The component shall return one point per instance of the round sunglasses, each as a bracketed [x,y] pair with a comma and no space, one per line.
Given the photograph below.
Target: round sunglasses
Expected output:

...

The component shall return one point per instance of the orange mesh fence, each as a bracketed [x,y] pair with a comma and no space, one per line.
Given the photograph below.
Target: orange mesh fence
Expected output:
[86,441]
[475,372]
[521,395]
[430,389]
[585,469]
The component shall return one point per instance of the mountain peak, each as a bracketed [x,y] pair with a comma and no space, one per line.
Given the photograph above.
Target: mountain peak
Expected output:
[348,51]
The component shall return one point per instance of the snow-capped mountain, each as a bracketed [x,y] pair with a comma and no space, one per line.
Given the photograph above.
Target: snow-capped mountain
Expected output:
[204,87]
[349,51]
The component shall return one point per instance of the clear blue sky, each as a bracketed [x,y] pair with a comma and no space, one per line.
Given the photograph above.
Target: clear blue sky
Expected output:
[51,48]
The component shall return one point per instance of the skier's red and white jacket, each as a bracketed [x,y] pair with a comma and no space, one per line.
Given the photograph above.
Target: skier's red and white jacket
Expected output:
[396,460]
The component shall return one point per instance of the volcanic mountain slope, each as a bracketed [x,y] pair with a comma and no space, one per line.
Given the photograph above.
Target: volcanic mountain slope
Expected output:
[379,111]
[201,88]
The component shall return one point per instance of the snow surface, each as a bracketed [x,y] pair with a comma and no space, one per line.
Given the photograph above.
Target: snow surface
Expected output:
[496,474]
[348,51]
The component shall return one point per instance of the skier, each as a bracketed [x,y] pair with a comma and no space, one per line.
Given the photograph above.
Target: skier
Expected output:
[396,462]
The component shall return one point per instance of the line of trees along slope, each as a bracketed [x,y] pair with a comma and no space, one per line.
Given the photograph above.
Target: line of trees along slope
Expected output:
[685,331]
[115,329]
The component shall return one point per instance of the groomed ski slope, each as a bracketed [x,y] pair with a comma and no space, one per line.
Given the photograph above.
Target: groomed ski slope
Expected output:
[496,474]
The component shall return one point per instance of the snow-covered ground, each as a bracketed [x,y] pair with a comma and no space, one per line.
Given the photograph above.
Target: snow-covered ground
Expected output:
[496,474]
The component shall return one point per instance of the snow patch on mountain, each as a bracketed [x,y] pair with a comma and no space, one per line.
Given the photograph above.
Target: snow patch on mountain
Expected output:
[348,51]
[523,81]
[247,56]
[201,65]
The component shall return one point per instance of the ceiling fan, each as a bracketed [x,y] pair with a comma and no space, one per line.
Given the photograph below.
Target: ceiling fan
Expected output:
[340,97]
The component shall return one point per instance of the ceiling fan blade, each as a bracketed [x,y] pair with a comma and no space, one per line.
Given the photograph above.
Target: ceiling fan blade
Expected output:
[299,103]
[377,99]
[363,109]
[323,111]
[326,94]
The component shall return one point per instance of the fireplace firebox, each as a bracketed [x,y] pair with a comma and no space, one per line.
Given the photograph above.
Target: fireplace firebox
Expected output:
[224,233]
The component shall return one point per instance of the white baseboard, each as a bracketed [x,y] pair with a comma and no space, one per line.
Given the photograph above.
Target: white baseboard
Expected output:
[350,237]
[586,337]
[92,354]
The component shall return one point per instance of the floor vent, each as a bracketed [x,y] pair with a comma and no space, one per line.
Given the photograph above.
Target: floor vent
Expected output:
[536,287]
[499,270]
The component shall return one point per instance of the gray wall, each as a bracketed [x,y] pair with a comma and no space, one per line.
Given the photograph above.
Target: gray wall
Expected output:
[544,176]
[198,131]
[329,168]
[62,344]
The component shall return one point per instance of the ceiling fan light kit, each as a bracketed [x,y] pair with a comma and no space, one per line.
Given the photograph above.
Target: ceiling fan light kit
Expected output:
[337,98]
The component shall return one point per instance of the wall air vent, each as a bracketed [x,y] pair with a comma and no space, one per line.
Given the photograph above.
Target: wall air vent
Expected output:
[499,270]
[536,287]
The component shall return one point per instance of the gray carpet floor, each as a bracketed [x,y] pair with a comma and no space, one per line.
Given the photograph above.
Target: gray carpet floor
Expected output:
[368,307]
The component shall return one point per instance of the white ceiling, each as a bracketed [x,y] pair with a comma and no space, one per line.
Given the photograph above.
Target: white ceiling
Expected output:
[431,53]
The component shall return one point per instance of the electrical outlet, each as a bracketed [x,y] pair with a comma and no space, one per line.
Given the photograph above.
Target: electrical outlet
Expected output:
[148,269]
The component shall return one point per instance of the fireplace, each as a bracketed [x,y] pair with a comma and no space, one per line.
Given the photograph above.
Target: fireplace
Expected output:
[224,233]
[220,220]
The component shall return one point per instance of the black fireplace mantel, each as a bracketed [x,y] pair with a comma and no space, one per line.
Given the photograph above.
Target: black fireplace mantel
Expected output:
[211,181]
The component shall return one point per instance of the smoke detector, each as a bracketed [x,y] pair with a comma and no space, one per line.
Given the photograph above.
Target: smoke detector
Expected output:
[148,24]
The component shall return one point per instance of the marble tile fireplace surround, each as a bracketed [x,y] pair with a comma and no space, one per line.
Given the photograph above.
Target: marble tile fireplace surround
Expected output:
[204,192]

...

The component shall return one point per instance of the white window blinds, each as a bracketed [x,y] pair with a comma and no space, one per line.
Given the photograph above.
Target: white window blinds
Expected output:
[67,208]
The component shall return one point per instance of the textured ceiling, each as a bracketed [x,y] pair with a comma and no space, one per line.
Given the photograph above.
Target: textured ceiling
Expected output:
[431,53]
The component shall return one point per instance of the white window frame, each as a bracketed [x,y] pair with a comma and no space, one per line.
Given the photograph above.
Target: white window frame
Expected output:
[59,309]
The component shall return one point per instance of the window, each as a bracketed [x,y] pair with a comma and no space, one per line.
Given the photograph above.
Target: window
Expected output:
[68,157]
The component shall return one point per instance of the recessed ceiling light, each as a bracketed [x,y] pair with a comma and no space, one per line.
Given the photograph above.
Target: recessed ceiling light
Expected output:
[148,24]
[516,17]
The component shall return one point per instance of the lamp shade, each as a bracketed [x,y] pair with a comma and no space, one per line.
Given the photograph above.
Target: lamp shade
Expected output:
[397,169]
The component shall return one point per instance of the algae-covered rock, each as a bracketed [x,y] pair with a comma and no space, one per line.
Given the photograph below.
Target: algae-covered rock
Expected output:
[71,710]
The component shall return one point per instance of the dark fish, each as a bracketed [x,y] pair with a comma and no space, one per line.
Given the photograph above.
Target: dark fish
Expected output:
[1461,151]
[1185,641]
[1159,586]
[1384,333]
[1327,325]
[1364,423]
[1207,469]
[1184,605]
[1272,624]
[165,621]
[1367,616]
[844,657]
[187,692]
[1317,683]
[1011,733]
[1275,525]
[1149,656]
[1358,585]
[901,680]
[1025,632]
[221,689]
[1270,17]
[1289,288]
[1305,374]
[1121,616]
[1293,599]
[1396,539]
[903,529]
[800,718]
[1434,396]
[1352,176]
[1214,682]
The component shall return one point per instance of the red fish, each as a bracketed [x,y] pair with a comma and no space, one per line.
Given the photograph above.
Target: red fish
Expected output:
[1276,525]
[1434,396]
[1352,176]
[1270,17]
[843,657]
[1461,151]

THE TASK -> Search the entries for "surface" and copy each matching line.

ANSWER TO THIS TASK ->
The component shall return one point per instance of the snow surface, each as a bracketed [x,y] pair with a comma and no space, one per line.
Target: snow surface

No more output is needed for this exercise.